# [Extract]

Examples of spatial statistical models include "heat maps" that
count the number of entities that visit a certain space during a
certain time interval (e.g., ships passing through a geographic
grid region during a time window). A data mining model may take an
input data set and group the data by one or more keys. In data
mining models, a user-defined function may then operate on all
records that fall within each group. Data mining models (e.g., FIG.
5C) may be visualized, for example, as bar, graph, and pie charts.
A pattern mining data model (e.g., FIG. 5D) may take an input data
and examine each item for a set of pre-defined features. The
pattern mining data modeling process may then count the number of
times that set of features co-occur in other records. For
efficiency, co-occurrences in pattern mining data modeling may
consider only features that occur with a certain frequency and/or
may consist of only the N most common patterns involving those
features.
[0050] In addition to the data model types shown graphically in
FIGS. 5B-5D, other data model types may be supported by the data
analytics system 200. For example, a graph model may represent an
input data set as a set of vertices connected by edges, each of
which may have an associated value or weight. In some types of
graph modeling, the actual model that may be interesting to the
user might not be the initial graph built from the input data, but
instead may be a sub-graph (or set of sub-graphs) identified by
running a graph algorithm (e.g., a clique algorithm) over the
initial graph. Additionally data model types, such as clustering
models, Bayesian models, machine learning models, and custom
user-defined model types may be supported by the data analytics
system 200, and any of the above data model types may be selected
(e.g., via an input parameter to a software API function) by the
user in step 301.

Records:
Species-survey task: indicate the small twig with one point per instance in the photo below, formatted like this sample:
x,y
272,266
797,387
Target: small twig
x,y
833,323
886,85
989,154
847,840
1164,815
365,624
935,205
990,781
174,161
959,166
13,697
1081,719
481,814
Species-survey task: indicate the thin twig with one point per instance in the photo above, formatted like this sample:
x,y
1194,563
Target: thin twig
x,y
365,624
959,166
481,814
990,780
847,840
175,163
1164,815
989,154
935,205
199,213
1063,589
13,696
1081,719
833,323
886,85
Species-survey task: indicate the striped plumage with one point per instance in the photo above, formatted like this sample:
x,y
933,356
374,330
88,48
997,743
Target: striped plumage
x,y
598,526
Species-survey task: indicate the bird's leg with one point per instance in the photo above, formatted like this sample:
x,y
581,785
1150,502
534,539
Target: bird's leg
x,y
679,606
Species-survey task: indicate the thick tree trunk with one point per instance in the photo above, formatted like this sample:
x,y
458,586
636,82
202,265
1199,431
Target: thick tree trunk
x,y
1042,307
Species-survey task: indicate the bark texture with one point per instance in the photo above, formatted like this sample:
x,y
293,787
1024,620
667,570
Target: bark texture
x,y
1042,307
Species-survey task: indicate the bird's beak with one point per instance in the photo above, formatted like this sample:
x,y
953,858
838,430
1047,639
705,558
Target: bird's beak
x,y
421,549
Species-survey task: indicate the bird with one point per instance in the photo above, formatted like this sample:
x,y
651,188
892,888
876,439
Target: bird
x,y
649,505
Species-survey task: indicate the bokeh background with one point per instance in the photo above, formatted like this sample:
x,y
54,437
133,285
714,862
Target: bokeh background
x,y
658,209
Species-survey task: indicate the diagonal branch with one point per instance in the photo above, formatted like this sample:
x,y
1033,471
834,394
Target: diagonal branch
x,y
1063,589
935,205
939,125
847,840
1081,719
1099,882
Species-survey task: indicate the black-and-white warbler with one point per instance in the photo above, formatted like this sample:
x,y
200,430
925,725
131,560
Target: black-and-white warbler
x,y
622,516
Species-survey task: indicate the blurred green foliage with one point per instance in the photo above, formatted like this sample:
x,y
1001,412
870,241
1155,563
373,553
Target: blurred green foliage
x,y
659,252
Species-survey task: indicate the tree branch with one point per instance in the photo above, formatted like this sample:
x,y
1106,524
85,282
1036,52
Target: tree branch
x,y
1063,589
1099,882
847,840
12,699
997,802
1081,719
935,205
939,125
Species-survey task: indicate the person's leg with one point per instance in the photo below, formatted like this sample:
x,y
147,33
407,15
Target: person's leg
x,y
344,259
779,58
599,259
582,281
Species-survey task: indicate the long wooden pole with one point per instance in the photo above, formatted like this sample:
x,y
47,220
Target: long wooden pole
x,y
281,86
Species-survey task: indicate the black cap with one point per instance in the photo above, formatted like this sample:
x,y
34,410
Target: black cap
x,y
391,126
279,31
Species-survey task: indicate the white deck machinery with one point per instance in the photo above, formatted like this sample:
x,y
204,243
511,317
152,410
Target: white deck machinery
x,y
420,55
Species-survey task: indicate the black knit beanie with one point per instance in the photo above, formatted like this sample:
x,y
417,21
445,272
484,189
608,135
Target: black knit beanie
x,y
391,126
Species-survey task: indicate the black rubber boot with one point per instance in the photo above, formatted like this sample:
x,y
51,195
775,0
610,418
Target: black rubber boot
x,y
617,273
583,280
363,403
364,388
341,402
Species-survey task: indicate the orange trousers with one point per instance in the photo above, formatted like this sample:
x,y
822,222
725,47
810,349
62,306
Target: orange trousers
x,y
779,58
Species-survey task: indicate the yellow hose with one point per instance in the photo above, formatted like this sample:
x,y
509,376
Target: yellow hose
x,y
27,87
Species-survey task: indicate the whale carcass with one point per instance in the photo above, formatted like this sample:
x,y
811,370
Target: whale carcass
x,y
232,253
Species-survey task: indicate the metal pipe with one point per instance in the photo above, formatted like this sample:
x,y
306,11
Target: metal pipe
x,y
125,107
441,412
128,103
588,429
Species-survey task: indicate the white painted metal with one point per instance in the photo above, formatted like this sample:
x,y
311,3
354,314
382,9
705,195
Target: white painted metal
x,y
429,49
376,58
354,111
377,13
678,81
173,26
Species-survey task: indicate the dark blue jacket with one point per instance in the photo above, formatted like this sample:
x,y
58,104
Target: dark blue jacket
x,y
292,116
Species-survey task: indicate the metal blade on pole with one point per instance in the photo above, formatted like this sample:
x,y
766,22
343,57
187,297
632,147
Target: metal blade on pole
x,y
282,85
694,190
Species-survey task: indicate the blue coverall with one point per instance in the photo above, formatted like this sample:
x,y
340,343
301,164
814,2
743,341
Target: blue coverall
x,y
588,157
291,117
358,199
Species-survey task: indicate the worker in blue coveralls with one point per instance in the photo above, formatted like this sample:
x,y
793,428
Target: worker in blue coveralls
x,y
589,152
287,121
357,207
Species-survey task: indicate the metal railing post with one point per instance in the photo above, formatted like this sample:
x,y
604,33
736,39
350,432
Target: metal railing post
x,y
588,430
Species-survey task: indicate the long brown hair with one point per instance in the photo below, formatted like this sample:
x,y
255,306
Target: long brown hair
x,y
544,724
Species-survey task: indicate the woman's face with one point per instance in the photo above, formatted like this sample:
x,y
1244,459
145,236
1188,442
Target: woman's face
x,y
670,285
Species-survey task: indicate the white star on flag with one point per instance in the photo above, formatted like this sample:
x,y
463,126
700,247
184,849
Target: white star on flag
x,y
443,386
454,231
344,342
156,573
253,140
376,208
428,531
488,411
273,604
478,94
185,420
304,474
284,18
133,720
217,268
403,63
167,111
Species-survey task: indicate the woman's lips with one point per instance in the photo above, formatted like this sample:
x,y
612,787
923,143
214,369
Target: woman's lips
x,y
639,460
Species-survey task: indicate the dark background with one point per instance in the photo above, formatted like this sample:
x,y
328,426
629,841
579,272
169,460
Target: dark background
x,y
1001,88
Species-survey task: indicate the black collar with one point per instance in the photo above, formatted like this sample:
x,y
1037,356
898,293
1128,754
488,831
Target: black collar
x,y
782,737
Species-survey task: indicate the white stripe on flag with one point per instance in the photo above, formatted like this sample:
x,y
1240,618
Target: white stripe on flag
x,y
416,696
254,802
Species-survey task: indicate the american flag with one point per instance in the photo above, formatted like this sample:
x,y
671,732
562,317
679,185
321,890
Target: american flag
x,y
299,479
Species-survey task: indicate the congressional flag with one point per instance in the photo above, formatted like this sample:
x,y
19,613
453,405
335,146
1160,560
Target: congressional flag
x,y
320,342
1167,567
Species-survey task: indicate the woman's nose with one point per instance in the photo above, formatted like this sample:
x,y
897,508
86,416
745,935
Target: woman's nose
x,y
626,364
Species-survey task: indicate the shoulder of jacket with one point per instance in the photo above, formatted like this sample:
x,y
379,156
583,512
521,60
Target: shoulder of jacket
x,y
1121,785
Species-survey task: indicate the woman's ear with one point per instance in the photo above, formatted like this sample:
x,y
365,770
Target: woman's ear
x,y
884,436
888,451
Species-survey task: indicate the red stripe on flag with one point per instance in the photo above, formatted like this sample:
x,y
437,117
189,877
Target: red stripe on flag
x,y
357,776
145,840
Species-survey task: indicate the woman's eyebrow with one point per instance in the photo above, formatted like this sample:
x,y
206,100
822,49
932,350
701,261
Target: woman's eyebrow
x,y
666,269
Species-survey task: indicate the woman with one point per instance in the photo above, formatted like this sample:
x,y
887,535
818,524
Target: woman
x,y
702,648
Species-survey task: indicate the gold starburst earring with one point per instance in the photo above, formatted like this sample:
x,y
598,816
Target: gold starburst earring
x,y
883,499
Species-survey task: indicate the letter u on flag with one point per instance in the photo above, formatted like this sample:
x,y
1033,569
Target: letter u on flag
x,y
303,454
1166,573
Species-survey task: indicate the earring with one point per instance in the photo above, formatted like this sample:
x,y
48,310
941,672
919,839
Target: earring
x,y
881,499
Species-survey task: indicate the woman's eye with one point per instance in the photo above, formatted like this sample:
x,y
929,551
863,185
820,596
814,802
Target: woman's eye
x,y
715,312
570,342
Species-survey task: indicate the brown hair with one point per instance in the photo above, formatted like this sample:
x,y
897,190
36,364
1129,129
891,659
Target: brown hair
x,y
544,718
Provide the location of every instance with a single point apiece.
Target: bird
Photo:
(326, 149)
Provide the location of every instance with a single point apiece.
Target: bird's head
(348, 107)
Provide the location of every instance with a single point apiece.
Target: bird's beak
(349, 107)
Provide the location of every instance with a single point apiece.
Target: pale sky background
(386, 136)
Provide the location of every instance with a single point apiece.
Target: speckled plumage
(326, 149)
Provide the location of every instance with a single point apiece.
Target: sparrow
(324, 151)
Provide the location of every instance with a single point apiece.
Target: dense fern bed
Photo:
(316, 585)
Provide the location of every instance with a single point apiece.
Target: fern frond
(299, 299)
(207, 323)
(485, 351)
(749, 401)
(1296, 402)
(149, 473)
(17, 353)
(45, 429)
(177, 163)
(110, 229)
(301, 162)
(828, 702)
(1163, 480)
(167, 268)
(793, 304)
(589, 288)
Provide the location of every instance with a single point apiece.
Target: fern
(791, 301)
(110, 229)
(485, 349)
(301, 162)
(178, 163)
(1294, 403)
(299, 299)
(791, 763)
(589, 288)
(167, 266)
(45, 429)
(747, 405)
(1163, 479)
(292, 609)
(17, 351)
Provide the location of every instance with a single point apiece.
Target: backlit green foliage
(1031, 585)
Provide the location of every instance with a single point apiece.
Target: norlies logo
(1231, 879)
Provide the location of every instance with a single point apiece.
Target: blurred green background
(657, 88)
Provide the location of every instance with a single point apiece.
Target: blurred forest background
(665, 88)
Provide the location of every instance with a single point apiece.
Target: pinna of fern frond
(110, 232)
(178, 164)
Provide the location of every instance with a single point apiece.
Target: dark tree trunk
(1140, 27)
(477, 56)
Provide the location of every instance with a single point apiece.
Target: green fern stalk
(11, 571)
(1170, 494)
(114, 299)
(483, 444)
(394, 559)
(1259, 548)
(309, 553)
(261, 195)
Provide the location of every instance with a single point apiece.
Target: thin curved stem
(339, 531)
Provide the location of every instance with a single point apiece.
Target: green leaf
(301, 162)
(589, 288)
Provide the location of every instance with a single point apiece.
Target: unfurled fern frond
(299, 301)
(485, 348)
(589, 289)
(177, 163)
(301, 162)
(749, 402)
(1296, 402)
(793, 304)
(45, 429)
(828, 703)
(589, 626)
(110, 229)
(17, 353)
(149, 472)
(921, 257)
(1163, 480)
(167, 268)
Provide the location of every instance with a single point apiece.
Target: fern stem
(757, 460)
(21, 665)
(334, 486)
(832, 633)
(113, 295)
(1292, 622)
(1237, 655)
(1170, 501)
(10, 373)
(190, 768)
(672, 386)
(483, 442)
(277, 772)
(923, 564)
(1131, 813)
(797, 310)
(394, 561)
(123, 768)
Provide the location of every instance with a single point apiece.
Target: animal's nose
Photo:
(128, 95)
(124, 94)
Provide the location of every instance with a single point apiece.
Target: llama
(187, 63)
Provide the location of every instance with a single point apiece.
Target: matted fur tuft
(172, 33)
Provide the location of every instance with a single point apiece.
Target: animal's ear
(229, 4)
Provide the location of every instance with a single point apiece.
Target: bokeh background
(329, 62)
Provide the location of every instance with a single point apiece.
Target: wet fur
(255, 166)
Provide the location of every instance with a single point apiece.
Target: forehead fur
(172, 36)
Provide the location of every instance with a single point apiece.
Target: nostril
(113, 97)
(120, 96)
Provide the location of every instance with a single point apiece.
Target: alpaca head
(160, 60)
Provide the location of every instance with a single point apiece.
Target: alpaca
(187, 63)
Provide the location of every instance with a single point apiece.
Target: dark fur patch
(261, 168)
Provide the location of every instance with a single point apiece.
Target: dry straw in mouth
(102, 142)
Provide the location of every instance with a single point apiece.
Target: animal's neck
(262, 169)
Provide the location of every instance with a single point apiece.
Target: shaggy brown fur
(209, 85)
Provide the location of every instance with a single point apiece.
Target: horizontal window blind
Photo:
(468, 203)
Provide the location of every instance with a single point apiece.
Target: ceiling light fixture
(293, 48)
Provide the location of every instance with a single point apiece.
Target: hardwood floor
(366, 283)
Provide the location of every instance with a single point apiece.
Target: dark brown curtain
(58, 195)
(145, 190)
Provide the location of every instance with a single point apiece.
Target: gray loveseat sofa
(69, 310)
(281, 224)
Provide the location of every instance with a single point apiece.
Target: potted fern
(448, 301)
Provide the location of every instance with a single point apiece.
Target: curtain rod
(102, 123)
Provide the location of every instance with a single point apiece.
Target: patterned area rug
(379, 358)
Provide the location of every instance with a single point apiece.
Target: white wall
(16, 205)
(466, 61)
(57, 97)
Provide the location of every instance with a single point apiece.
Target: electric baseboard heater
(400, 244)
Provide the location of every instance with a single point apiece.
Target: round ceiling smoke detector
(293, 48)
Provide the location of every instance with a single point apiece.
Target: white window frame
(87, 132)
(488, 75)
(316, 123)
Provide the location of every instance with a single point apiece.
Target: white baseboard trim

# [Stated exercise A]
Answer these questions using the passage on data model types:
(i) What do "heat maps" count?
(ii) In some graph modeling, what might be the model of interest to the user instead of the initial graph?
(iii) As what kinds of charts may data mining models be visualized?
# [Stated exercise B]
Carry on the passage about data model types, starting right after its last sentence.

# [Task output A]
(i) The number of entities that visit a certain space during a certain time interval.
(ii) A sub-graph, or set of sub-graphs, identified by running a graph algorithm (such as a clique algorithm) over the initial graph.
(iii) Bar, graph, and pie charts.

# [Task output B]
[0051] In step 302, a user selection of one or more model/data
record grouping parameters may be received, for example, via the
software API 210. For example, the software API 210 may support
functions to allow input data sets to be grouped, or quantized,
into groups that may be modeled separately. In certain embodiments,
the grouping functions supported by the software API 210 and/or
other components within the data analytics system 200 may be based
on the data model type selected in step 301. For example, when a
spatial statistical data model is selected for a shipping sensor
data namespace, the software API 210 may provide grouping functions
that allow the input data to be grouped by space (e.g., geographic
grids or regions) and/or time (e.g., time intervals), to form
space-time groups of input data to create a plurality of data
models. However, for different data model types and/or different
namespaces (i.e., different types of data having different key
values and name/value data pairs), then the software API 210 may
provide other grouping functions which are more appropriate for the
selected namespace and data model type.
[0052] In various examples, grouping functions provided by the
software API 210 may allow users to group input data sets based on
field values. Referring again to the shipping data example, a user
might want to group the shipping data by a "ship_type," a
"ship_ower," and/or a "ship_country" key within the input data set.
Thus, software API 210 may expose a model grouping function
allowing the user to select specific ship types, owners, and
countries, etc., for grouping the input data prior to the creation
of corresponding data models for each group.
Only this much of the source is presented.